**Exercise objective**:
In the part of the entries that opens with the line containing "Target: tree shadow" and closes with the line containing "[(15, 346), (97, 280)]", change "paved road" to "asphalt road". Reproduce that part alone, leaving everything else in it unchanged.

Point labeling entries
......

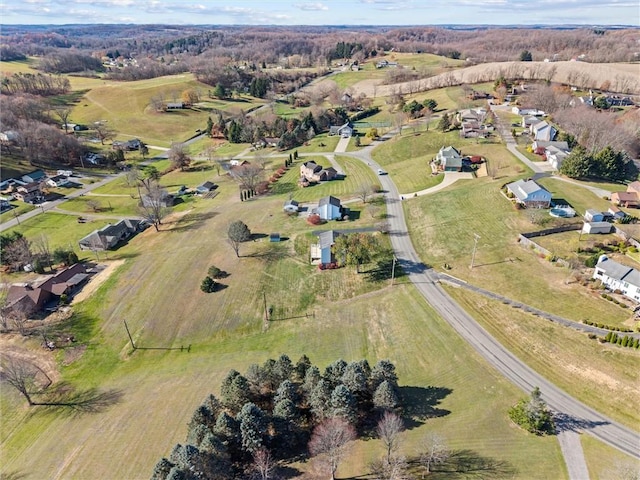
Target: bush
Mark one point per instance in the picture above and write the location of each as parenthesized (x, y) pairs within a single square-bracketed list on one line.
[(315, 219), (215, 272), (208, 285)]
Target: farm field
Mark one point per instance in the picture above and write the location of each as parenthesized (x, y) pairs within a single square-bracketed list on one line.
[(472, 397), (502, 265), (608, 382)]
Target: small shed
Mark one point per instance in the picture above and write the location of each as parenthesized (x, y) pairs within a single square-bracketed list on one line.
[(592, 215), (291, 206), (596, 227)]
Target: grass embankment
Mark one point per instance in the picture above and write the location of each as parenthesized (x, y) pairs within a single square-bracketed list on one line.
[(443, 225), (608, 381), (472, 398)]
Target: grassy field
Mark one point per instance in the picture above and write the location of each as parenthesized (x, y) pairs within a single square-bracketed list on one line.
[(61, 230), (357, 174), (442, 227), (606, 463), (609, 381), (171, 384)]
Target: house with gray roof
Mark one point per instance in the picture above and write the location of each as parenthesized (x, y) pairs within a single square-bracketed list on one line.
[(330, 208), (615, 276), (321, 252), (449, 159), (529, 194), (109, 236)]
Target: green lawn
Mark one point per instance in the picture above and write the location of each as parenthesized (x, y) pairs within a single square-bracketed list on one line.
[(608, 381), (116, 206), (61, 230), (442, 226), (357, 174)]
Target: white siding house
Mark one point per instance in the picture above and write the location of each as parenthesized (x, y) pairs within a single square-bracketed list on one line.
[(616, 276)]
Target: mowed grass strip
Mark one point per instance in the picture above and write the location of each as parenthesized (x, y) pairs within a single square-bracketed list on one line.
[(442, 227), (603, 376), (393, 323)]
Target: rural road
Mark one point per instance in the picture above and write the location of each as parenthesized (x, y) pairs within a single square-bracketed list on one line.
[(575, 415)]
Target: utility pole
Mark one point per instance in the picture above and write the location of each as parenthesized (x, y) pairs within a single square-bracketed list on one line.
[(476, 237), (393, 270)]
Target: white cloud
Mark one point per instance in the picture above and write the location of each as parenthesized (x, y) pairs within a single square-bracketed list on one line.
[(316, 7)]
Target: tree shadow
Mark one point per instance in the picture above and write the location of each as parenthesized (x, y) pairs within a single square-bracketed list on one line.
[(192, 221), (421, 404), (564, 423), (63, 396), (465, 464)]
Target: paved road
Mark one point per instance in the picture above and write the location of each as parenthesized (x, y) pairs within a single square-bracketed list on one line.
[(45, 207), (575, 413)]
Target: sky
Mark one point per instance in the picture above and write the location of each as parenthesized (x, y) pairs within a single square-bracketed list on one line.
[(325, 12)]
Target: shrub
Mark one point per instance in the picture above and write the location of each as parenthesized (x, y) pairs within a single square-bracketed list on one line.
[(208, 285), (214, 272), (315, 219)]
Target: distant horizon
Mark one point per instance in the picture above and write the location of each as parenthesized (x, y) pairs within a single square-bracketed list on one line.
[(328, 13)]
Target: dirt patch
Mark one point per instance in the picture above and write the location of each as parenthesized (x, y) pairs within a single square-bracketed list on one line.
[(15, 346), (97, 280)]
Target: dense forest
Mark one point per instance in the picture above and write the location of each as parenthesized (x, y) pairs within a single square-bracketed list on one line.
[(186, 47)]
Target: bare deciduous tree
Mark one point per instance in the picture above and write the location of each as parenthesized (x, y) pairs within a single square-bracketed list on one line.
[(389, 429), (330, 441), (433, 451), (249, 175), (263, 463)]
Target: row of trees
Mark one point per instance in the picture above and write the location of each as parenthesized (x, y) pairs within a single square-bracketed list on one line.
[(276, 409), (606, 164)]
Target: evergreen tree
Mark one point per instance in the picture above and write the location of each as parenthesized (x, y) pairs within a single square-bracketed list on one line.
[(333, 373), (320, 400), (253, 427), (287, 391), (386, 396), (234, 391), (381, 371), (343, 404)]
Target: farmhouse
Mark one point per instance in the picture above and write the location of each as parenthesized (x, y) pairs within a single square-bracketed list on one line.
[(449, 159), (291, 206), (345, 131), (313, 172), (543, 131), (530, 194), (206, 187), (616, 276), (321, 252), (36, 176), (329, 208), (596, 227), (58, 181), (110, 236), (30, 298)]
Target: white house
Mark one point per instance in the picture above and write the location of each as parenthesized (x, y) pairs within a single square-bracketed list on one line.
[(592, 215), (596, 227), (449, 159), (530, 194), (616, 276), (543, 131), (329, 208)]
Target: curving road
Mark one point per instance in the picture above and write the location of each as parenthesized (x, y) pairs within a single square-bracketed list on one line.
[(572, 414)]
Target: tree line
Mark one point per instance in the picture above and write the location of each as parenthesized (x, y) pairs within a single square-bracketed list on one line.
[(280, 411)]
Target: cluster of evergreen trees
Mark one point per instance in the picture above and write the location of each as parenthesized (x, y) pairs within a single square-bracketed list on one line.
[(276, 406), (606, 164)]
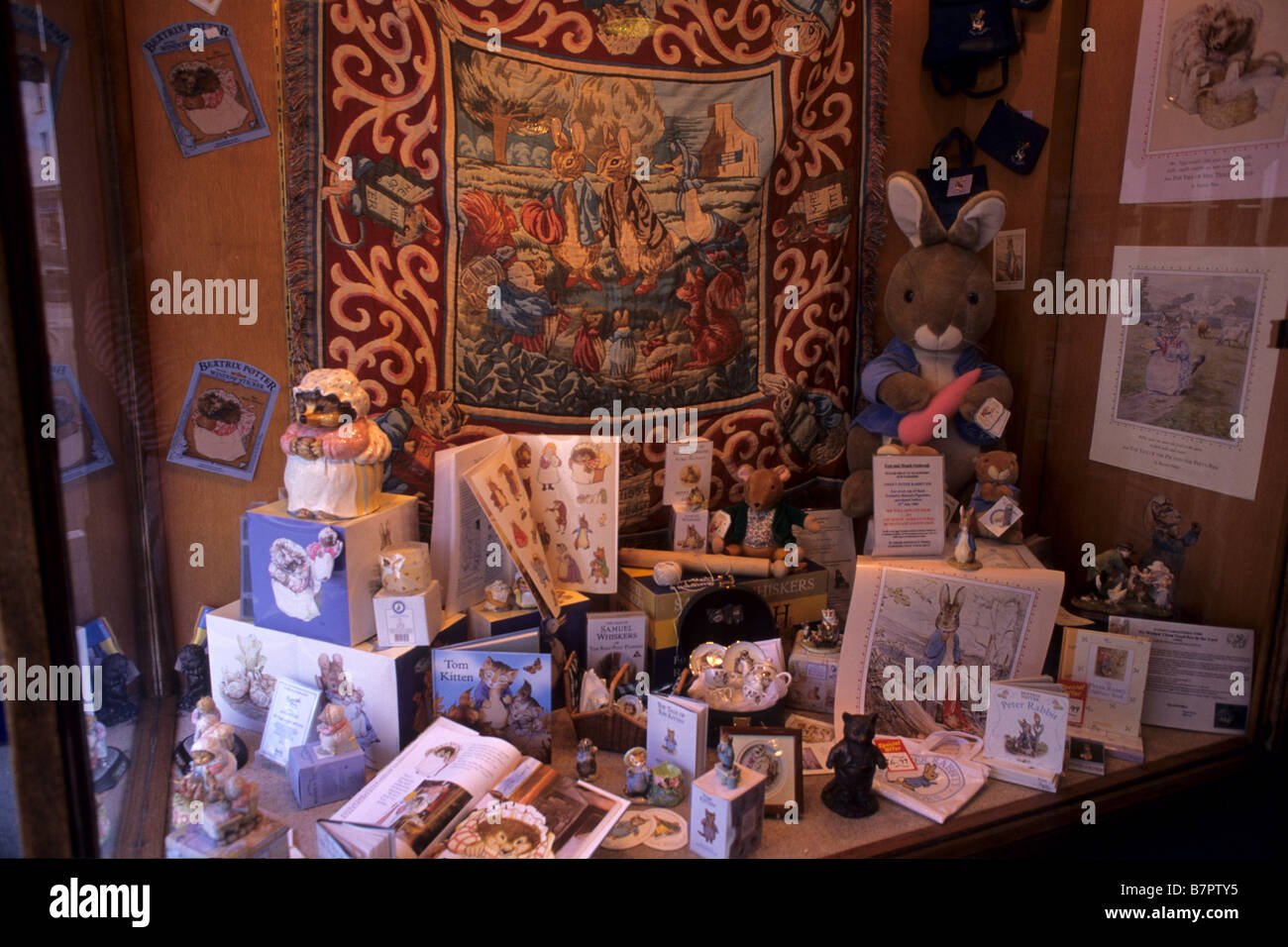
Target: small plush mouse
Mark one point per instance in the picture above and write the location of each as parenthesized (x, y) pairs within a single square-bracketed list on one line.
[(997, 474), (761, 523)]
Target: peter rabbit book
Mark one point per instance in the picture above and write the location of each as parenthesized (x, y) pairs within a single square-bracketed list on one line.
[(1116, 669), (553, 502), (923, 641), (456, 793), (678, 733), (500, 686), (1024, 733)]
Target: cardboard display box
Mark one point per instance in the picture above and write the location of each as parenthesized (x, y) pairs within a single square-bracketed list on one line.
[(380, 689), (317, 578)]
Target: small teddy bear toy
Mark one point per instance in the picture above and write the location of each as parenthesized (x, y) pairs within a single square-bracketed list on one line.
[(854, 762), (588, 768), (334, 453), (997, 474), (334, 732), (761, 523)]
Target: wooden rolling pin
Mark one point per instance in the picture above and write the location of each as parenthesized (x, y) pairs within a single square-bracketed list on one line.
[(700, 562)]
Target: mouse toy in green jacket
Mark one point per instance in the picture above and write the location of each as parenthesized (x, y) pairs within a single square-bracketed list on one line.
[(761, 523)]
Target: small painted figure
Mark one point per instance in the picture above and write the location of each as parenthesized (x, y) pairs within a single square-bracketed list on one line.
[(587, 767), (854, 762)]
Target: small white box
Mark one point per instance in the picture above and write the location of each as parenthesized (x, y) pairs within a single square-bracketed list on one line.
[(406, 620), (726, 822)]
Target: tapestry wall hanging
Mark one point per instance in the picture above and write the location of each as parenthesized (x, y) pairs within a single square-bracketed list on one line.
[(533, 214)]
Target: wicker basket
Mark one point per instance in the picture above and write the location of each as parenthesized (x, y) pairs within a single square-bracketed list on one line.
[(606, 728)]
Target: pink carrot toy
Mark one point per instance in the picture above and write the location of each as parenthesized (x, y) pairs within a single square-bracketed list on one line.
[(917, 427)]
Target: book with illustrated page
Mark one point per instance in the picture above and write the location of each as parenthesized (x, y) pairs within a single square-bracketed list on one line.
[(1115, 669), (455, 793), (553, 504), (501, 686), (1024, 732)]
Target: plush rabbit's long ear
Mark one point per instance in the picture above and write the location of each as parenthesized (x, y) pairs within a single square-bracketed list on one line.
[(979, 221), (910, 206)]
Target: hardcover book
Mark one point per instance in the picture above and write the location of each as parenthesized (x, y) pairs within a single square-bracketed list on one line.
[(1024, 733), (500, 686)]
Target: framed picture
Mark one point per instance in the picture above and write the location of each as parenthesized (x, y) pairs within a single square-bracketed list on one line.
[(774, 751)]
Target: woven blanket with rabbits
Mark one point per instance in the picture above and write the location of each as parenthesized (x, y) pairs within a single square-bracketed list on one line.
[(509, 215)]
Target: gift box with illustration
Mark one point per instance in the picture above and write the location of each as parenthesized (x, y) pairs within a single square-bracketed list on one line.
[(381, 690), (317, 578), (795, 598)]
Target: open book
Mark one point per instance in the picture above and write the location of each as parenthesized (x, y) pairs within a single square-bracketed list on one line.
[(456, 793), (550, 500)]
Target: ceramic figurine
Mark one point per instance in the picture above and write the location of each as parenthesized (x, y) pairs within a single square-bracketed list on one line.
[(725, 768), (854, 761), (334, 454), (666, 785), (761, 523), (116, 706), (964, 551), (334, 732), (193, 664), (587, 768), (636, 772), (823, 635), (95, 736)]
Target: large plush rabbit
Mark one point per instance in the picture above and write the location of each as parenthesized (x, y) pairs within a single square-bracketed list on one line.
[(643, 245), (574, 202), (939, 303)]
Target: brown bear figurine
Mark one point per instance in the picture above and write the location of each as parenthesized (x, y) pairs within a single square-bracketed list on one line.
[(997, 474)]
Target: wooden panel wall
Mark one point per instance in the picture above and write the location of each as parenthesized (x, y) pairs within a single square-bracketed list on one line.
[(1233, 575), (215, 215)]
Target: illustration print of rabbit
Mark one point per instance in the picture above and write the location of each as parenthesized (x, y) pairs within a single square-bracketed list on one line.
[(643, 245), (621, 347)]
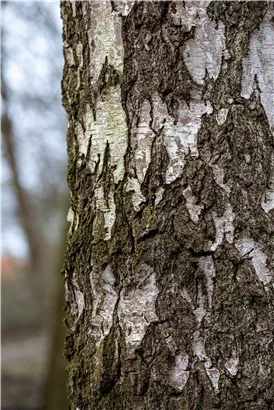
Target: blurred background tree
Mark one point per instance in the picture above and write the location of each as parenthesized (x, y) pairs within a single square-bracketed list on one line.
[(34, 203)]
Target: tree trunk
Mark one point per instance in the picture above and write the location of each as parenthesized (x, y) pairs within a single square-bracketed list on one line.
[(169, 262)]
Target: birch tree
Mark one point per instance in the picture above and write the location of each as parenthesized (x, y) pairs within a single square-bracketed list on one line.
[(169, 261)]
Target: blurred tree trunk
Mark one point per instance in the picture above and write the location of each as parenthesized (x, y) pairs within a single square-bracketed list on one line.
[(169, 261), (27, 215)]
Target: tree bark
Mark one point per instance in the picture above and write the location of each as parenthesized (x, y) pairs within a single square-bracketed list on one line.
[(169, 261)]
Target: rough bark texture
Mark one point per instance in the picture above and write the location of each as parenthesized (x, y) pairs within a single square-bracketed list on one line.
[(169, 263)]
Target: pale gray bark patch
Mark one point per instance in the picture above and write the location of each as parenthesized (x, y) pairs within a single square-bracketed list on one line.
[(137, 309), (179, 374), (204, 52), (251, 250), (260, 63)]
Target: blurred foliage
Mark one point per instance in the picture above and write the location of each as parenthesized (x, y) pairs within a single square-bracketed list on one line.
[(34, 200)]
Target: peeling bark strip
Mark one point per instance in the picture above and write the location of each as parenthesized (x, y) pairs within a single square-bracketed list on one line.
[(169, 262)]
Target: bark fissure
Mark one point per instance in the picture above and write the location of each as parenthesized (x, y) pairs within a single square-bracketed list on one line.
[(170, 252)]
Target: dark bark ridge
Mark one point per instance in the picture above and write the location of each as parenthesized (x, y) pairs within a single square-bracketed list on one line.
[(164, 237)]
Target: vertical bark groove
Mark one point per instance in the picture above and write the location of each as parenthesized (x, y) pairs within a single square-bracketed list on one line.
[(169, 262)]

......

**Solved exercise**:
Target: tree shadow
Mark one point per instance in the picture above and write the location of each as parenthesized (x, y) pairs within a single square-bracketed list on one line.
[(192, 221), (421, 404), (564, 423), (63, 396), (465, 464)]
Target: asphalt road
Mark one point per instance in the picture above and write the location of each as parenthesized (x, y) pairs within a single square-bracketed list on one line.
[(45, 207), (575, 413)]
Target: sky
Mark one point per instance in the picture above and write the location of each as parenthesized (x, y) pairs within a single square-bracketed list on one line.
[(325, 12)]
Target: shrub
Mark one point per instance in the picture above and write the location of each as parenthesized (x, y) pairs within a single square-bracketed list on one line.
[(208, 285), (214, 272), (315, 219)]
Target: distant horizon
Mark one point per instance in the picture above and write the location of each as parenthesized (x, y) pairs within a single square-bracketed list on one line.
[(328, 13)]
Target: dirt patch
Mark one point per instance in the picture above and write the location of each as parenthesized (x, y) pairs within a single square-bracketed list on one line.
[(15, 346), (97, 280)]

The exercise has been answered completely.